Task description
Reproduce all the rows below, substituting "see" for every "spot" and leaving everything else unchanged.

◆ ◆ ◆ ◆ ◆

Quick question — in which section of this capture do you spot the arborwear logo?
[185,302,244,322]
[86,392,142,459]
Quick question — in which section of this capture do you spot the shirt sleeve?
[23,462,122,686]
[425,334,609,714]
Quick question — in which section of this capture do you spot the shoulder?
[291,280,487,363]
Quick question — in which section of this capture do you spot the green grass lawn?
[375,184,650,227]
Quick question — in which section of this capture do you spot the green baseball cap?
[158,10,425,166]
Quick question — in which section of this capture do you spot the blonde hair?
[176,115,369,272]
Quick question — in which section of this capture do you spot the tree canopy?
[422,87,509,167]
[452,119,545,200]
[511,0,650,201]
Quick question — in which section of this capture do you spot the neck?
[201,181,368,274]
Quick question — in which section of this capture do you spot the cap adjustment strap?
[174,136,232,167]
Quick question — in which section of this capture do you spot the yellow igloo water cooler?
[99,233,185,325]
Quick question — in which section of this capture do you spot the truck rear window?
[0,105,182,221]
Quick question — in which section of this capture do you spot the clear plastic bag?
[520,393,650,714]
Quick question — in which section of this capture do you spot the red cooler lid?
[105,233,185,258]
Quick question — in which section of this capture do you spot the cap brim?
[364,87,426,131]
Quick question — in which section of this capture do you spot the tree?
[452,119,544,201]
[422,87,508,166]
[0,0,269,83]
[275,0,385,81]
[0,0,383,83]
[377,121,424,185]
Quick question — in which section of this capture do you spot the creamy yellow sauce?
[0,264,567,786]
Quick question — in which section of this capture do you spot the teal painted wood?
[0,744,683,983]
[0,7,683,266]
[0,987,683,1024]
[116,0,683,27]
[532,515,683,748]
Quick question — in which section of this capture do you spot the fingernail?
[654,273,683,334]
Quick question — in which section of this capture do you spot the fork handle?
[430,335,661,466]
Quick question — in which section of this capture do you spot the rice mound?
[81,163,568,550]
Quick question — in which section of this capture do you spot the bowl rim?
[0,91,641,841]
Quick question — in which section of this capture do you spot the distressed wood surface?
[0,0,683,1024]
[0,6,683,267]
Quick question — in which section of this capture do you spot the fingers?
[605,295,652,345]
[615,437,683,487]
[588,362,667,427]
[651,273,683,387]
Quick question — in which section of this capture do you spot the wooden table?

◆ ◆ ◆ ◆ ◆

Answer to the exercise
Quick question — in which section of this capture do you see the arborwear logo?
[185,302,244,322]
[86,392,142,459]
Quick question — in which section of this capture do you see the shirt sleeve?
[23,462,122,686]
[425,334,609,714]
Quick question — in which section of this capture do you see the shoulder?
[291,280,487,363]
Quick question — in which section of this capture do you see the green grass lawn?
[375,184,650,227]
Quick question — in which section of this capture do you see the green baseball cap?
[158,10,425,166]
Quick question — in which section of this capture do you see the blonde hair?
[176,115,369,272]
Quick question — in which section of this capture do you see the tree canopy?
[422,87,509,167]
[452,119,545,200]
[511,0,650,201]
Quick question — in which section of this capture do you see the neck?
[201,181,368,274]
Quick question — in which section of this capture do you see the cap adjustment strap?
[174,136,232,167]
Quick question — in which section of this capture do you see the yellow igloo water cooler?
[99,233,185,325]
Quick question — in which section of this capture do you see the truck rear window?
[0,105,182,221]
Quick question — in which section of this capture do you see the clear plastic bag?
[520,393,650,714]
Quick question — in which section of this capture do you see the red cooler lid?
[105,233,185,258]
Quick question — in which section of this capture do you see the cap brim?
[364,87,426,131]
Quick question — in which section of this capture do you see the tree?
[452,119,544,201]
[422,87,508,166]
[0,0,269,83]
[275,0,385,81]
[0,0,383,83]
[377,121,424,185]
Quick question — in which section of this capture do you see the creamy yellow sauce?
[0,264,567,786]
Quick question — in which section of this capture do you see the teal painted wood?
[0,744,683,983]
[0,7,683,266]
[0,987,683,1024]
[116,0,683,27]
[532,515,683,748]
Quick question — in which section of this capture do you see the fingernail?
[654,273,683,334]
Quick question — in which section of this capture do you see the fork handle?
[430,335,661,466]
Quick question — in which section of this capture do you see the rice mound?
[81,163,568,550]
Quick question — in which section of this capture do you see the bowl rim?
[0,91,641,841]
Quick question — in which section of this capture do you see the distressed wood surface?
[0,0,683,1024]
[0,6,683,267]
Quick question — in which section of this capture do you see the fingers?
[605,295,652,345]
[615,437,683,487]
[588,362,667,427]
[651,273,683,387]
Quick question — in which section of this capture do you see the wooden table?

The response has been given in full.